**Exercise task 1**
List the conditions that the note on MCLE adjustment after phase 2 selection assumes to hold throughout.
**Exercise task 2**
From the note on MCLE adjustment after phase 2 selection, print the passage from "The phase 2" up to and including "based on \((Y,S_p^2)\)".

**Text to read**
Two-Sample MCLE Adjustment After Positive Phase 2 Selection

In this note, we show that

MCLE can be derived using two-sample sufficient statistics only;
Instead of solving a multi-parameter equation, MCLE can be solved from a 1-dim equation in \(a\);
MCLE of the treatment effect \(\delta\) approaches to \(-\infty\) when the observed phase 2 treatment effect barely exceeds the go/no-go threshold;
- We give approximated \(\widehat\delta\) when that happens
A fast simulation method exists;
MCLE is more likely to be ill-posed when the true treatment effect is small;
MCLE is applicable in practice when a go decision is made, even if the true treatment effect is unknown.

1. Problem setup

Here we consider the two-sample problem under the equal-variance assumption.

Suppose

\[ X_{Ti}\overset{iid}{\sim}N(\mu_T,\sigma^2), \qquad i=1,\ldots,n_T, \]

and

\[ X_{Cj}\overset{iid}{\sim}N(\mu_C,\sigma^2), \qquad j=1,\ldots,n_C. \]

The treatment effect is

\[ \delta=\mu_T-\mu_C. \]

Only the two-sample summary statistics are available. Define

\[ Y=\bar X_T-\bar X_C, \]

and the pooled variance

\[ S_p^2 = \frac{ (n_T-1)S_T^2+(n_C-1)S_C^2 }{ n_T+n_C-2 }. \]

Let the observed values be

\[ y=\bar x_T-\bar x_C, \qquad s_p^2=S_{p,\text{obs}}^2. \]

Define

\[ \kappa=\frac{1}{n_T}+\frac{1}{n_C}, \qquad \nu=n_T+n_C-2. \]

The phase 2 trial moves to phase 3 only if

\[ Y>c, \]

where \(c\) is the go/no-go threshold. The objective is to estimate \((\delta,\sigma^2)\) conditional on the selection event

\[ A=\{Y>c\}. \]

Assume throughout that

\[ y>c,\qquad s_p^2>0,\qquad \nu>0. \]

2. Conditional likelihood based on \((Y,S_p^2)\)

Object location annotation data
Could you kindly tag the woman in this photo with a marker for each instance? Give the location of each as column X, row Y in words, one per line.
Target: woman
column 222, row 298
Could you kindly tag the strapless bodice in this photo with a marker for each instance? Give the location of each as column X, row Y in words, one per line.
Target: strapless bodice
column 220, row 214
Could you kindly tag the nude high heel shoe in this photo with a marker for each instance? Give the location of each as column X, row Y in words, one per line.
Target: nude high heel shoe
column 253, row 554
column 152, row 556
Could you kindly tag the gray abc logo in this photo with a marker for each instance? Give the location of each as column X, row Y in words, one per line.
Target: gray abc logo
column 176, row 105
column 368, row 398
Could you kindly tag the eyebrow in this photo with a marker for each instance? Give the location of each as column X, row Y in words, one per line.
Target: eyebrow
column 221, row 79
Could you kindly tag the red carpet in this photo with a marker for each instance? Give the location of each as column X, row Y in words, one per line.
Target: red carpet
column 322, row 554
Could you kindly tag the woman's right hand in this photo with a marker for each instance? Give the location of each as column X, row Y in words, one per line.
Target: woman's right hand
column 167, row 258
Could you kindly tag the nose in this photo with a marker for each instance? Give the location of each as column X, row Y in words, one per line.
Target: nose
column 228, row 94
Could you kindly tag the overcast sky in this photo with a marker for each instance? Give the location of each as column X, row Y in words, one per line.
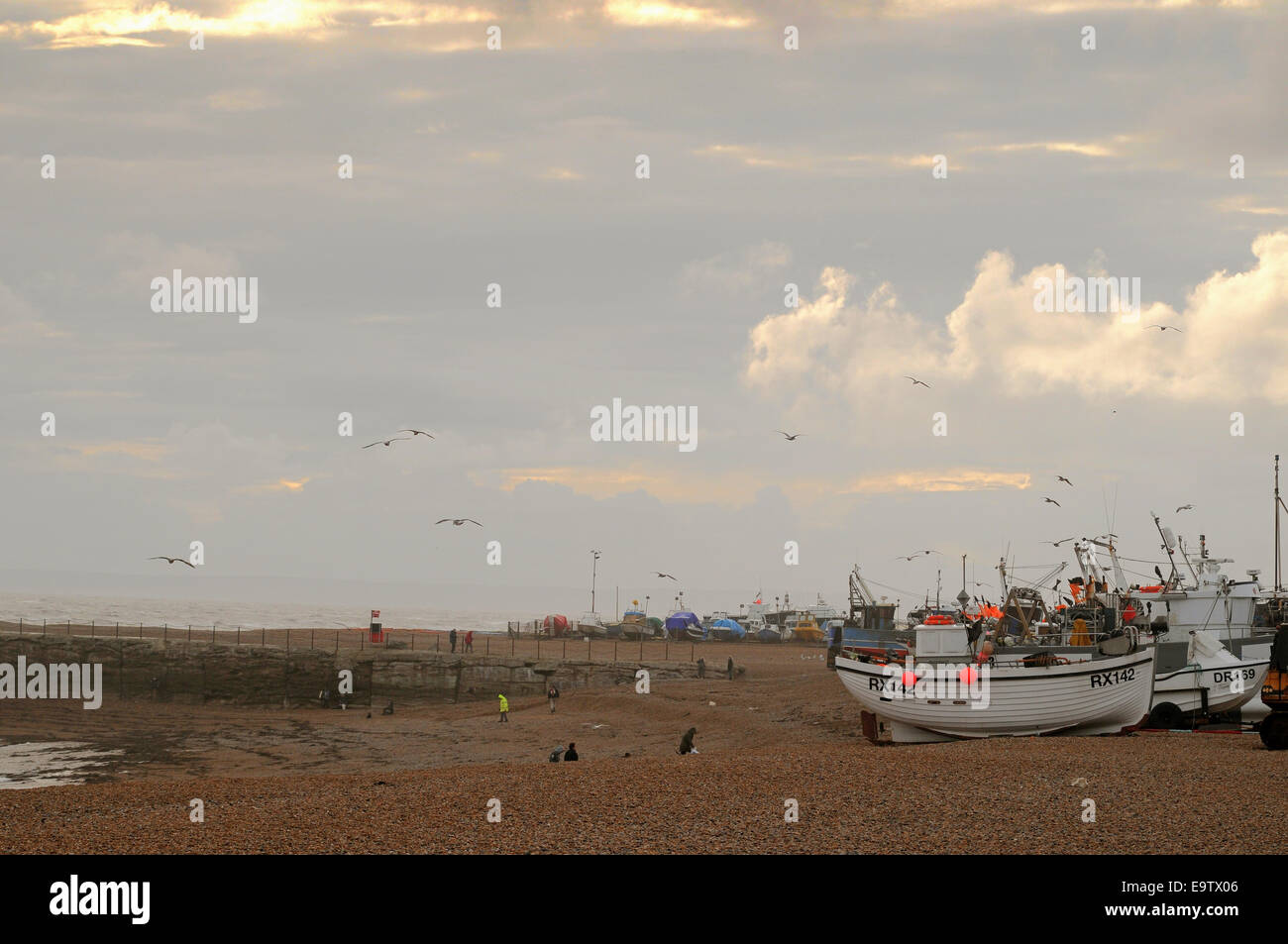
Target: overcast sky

**Written answer 1**
- y > c
- s_p² > 0
- ν > 0

**Written answer 2**
The phase 2 trial moves to phase 3 only if

\[ Y>c, \]

where \(c\) is the go/no-go threshold. The objective is to estimate \((\delta,\sigma^2)\) conditional on the selection event

\[ A=\{Y>c\}. \]

Assume throughout that

\[ y>c,\qquad s_p^2>0,\qquad \nu>0. \]

2. Conditional likelihood based on \((Y,S_p^2)\)